Set task =
Starting at the line that contains "Query: <item>green undergrowth</item>" and continuing through the end of the material, write those lines out again with the requests included, multiplying every coordinate in the answer outlines by 2.55 and rounding to whole numbers (halves round up). Leave the numbers in the requests and their format samples unchanged.
━━━ Data shown
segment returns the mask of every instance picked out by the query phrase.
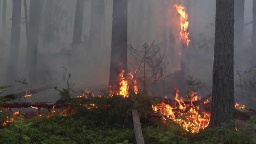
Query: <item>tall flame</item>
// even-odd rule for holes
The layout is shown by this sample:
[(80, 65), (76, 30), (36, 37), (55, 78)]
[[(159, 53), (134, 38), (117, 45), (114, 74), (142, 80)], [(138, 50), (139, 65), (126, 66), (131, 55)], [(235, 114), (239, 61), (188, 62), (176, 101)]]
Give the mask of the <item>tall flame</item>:
[(190, 41), (188, 37), (189, 33), (187, 31), (188, 27), (188, 15), (185, 11), (185, 7), (180, 5), (175, 4), (174, 8), (176, 9), (177, 11), (180, 14), (180, 26), (181, 32), (180, 38), (183, 41), (184, 44), (187, 47), (188, 46), (188, 43)]

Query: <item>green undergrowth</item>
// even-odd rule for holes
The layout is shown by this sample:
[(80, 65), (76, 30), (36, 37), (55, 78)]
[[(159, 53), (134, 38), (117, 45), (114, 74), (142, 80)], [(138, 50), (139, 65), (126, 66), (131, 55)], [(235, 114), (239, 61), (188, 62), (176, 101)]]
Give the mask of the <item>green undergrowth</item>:
[[(105, 112), (95, 108), (80, 110), (66, 117), (56, 115), (48, 119), (43, 116), (25, 118), (21, 116), (16, 122), (0, 129), (0, 144), (136, 144), (129, 117), (118, 117), (118, 114), (108, 115)], [(145, 120), (148, 119), (150, 120)], [(142, 122), (147, 144), (256, 144), (251, 130), (255, 125), (250, 123), (238, 132), (223, 126), (191, 134), (174, 124), (167, 127), (154, 118), (142, 118)]]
━━━━━━
Answer to the exercise =
Query: <item>green undergrowth</item>
// even-odd rule for holes
The layout is shown by this sample:
[(80, 65), (76, 30), (36, 37), (55, 78)]
[[(159, 53), (134, 38), (117, 45), (114, 74), (142, 80)], [(138, 50), (139, 65), (126, 66), (131, 55)], [(235, 114), (239, 61), (188, 62), (176, 101)]]
Give the mask of the <item>green undergrowth</item>:
[[(268, 286), (242, 275), (204, 281), (168, 298), (143, 293), (122, 303), (110, 296), (64, 301), (54, 296), (41, 311), (0, 329), (0, 367), (347, 367), (329, 298), (301, 298), (301, 291), (275, 293)], [(370, 306), (377, 303), (383, 306)], [(362, 311), (375, 367), (653, 367), (640, 332), (650, 319), (638, 314), (607, 337), (569, 321), (487, 342), (444, 316), (426, 324), (393, 301), (362, 301)]]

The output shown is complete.